Every line of the records below should be restated exactly.

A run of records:
====================
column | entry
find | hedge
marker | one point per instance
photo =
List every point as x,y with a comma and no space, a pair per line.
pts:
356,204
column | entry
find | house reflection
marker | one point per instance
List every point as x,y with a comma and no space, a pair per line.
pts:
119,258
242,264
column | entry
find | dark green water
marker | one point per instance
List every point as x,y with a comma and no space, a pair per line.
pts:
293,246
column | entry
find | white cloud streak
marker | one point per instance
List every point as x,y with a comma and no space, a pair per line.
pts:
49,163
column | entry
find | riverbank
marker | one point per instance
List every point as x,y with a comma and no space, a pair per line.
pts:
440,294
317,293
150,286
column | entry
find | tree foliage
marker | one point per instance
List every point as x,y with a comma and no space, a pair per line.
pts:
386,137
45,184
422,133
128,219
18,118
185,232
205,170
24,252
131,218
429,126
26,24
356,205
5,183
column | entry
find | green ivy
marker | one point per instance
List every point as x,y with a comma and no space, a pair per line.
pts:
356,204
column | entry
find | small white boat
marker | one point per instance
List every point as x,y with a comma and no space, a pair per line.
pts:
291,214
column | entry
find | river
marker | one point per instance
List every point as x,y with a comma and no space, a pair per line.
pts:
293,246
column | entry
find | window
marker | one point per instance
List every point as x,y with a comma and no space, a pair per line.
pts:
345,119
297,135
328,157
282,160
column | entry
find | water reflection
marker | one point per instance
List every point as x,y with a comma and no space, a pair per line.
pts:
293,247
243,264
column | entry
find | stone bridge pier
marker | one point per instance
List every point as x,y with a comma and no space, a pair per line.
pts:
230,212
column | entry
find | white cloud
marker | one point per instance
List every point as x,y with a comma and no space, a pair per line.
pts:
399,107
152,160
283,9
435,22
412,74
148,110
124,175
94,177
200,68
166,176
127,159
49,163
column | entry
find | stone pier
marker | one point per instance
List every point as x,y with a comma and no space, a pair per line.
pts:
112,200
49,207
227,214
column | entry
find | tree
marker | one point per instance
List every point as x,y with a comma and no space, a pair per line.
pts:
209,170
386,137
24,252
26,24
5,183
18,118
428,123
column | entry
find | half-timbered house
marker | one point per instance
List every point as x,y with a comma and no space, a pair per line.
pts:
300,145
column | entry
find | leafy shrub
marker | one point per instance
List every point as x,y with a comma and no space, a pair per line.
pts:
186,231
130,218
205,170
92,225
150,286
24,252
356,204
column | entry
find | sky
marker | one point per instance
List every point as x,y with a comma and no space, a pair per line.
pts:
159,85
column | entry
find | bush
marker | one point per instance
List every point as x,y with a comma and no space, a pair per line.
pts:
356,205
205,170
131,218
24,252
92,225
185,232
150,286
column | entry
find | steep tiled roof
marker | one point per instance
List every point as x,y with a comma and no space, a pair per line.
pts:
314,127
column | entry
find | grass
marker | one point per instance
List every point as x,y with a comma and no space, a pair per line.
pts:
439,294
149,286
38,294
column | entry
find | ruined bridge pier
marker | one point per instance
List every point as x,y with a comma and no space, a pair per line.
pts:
====================
# Response to this exercise:
column | entry
find | hedge
marker | one point per instance
photo =
List every point as x,y with a comma and no space, a pair per line.
pts:
356,204
column | entry
find | house reflection
marker | one point per instance
List every point as x,y with a comma and no space, a pair per line.
pts:
119,258
242,264
column | entry
find | dark green water
marker | one point per instance
List every point as x,y with a comma and no space, a pair per line.
pts:
293,246
column | entry
find | white cloud streak
marker | one point per instance
List every point as x,y with a comma and no space, a pair per line.
pts:
49,163
column | entry
find | riverbank
marker | one point per instance
List every point as x,y with a comma and no space, a pair per line.
pts:
440,294
317,293
150,286
column | entry
find | tree foliage
marker | one point per instance
List every point as x,y with a comma and no space, a pair per line.
pts:
386,137
45,184
422,133
128,219
18,118
185,232
205,170
24,252
131,218
429,126
26,24
356,205
5,183
column | entry
find | green ivy
marker | one point per instance
List every point as x,y with a comma and no space, a pair per line.
pts:
356,204
column | entry
find | small white boat
marker | one point per instance
List every point as x,y with a comma and no space, a pair per line.
pts:
291,214
column | entry
find | river
marker | one point per instance
List every point as x,y with a comma and no space, a pair per line.
pts:
293,246
column | entry
find | window
marker | one point per instance
List every point as x,y with a comma and no space, a pair per line.
pts:
345,119
297,135
328,157
282,160
column | entry
find | water reflection
marker | one point per instance
List every point as x,y with a comma and no space, a pair per line.
pts:
293,247
243,264
column | entry
find | stone bridge pier
marker | one point per instance
List every point as x,y with a comma and no space, a pair per line.
pts:
230,212
column | entry
find | white cloud
marker | one point per instance
List every point as x,y with a comma and no space, a pair per line.
pts:
399,107
152,160
283,9
435,22
412,74
148,110
124,175
94,177
200,68
166,176
127,159
49,163
column | entry
find | stone pier
marker | one point per instance
List every point as x,y with a comma and no space, a pair per line.
pts:
112,200
49,207
227,214
column | entry
find | tree
marker | one point per instance
List every point as x,y with a comma and no space, a pair per line.
pts:
209,170
386,137
24,252
26,24
5,183
18,118
428,123
column | entry
find | half-timbered house
marker | one point per instance
List every point as x,y with a comma and no space, a pair per line.
pts:
300,145
column | entry
find | leafy shrub
marker | one point per instance
List every point as x,y with a comma and no space, a pair per line.
pts:
186,231
130,218
205,170
92,225
150,286
24,252
356,204
column | entry
find | sky
marker | one point per instance
List every point as x,y with a comma and no space, a pair per line.
pts:
159,85
column | entry
find | bush
marker | one point per instance
List every point as x,y with a comma and no space, a pair per line.
pts:
356,205
205,170
131,218
24,252
92,225
185,232
150,286
column | entry
find | steep tiled roof
marker | one point per instance
List every point as x,y with a comma and no space, a pair per line.
pts:
314,127
column | entry
find | grass
marker | one point per instance
List every point as x,y with a comma and no space, a pair per line.
pts:
439,294
149,286
38,294
column | entry
find | ruined bridge pier
marker | one point per instance
List every point as x,y with a comma and no space, a pair per line.
pts:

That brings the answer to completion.